## EXERCISE REQUIREMENTS
Identify every line in the records below that contains the word "mask", and copy each such line. Matching is case-sensitive.

— Start of ROWS —

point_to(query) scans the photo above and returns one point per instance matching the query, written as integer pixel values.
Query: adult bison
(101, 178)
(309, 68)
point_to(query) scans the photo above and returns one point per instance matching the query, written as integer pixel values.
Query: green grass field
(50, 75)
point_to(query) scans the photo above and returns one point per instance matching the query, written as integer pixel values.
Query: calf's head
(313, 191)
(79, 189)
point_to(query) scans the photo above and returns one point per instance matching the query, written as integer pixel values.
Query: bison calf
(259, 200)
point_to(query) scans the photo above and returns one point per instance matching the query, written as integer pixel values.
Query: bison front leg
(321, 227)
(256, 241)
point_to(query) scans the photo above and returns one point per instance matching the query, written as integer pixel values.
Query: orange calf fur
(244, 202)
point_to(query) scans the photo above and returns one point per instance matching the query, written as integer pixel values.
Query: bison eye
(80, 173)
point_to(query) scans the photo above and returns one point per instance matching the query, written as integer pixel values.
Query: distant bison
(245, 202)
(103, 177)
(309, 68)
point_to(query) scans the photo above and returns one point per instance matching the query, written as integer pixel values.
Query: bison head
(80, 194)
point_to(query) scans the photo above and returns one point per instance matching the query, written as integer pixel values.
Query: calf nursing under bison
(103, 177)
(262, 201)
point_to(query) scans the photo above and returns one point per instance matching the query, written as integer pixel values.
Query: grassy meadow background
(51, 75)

— End of ROWS —
— Start of ROWS —

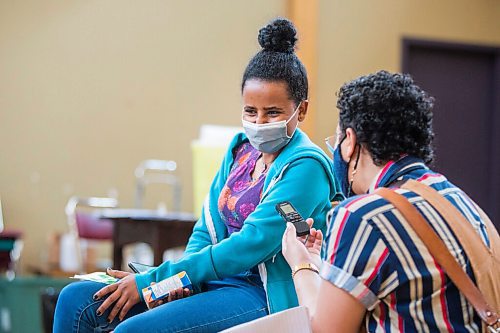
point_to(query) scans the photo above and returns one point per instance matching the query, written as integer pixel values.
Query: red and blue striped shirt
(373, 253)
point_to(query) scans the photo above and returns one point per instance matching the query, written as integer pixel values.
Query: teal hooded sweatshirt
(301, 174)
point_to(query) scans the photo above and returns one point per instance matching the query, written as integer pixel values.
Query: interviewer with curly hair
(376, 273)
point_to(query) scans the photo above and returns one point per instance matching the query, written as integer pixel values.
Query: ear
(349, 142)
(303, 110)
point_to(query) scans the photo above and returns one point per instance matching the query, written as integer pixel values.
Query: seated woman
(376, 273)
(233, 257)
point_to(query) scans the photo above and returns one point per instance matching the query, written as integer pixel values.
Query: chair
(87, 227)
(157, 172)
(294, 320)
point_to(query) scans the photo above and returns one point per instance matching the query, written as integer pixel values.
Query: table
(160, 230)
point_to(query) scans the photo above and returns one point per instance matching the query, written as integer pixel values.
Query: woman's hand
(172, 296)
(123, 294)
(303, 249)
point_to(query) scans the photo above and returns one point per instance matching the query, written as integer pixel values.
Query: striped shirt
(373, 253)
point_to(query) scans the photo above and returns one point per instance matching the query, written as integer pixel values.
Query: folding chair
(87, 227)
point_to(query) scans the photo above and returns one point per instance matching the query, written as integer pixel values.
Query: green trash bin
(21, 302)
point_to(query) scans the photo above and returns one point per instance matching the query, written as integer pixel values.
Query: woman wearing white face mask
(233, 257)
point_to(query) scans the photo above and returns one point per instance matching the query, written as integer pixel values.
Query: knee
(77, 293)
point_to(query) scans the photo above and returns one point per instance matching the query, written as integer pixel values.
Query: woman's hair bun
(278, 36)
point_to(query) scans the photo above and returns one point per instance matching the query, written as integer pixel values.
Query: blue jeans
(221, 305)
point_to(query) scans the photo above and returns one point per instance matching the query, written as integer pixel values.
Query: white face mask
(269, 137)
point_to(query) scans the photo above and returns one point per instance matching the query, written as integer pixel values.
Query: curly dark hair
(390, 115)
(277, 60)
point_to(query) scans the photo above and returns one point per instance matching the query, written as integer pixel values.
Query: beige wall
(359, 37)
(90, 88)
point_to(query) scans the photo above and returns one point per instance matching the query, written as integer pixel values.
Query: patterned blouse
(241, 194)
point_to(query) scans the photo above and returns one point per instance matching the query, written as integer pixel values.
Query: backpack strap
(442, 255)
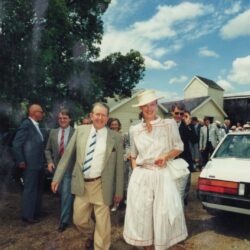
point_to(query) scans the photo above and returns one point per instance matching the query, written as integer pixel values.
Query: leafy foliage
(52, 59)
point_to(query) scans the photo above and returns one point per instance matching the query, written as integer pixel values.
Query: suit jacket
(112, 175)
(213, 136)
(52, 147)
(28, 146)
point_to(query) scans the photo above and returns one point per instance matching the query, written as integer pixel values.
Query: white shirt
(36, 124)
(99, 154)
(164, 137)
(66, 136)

— End of ROWS —
— Start of ROWS —

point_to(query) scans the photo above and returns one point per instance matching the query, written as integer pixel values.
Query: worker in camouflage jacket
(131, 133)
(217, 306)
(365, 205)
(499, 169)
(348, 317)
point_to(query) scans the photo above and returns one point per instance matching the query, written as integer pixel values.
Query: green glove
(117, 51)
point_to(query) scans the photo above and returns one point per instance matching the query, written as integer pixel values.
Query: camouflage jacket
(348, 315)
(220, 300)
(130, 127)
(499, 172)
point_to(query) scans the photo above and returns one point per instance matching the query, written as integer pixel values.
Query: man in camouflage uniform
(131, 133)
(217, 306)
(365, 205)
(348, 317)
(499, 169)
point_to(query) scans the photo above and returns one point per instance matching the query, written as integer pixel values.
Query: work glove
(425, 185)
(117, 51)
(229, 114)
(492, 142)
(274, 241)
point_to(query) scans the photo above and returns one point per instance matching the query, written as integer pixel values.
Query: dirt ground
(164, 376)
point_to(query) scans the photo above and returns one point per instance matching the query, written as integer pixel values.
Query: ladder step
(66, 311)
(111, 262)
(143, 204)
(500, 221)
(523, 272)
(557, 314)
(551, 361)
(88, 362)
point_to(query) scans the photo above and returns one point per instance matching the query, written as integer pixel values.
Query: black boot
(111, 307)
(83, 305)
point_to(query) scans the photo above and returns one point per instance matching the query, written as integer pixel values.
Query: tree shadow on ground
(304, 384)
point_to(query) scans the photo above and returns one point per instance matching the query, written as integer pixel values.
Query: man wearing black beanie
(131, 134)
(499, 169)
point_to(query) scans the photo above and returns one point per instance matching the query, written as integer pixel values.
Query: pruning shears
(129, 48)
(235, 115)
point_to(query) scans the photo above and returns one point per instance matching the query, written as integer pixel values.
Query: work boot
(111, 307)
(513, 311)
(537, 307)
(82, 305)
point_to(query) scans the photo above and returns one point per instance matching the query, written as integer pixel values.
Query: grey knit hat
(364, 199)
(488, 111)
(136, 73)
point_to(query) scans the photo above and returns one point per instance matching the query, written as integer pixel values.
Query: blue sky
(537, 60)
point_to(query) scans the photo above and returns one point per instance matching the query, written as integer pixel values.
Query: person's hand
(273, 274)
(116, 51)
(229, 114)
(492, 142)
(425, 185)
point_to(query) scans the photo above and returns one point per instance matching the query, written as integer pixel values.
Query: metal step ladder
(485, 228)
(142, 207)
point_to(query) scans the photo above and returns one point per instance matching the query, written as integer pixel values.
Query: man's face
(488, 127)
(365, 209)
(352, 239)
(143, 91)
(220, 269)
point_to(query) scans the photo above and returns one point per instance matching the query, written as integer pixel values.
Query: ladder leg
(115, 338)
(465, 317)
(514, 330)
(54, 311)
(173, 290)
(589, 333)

— End of ROWS —

## THE ANSWER
Query: woman wearing white face mask
Query: white face mask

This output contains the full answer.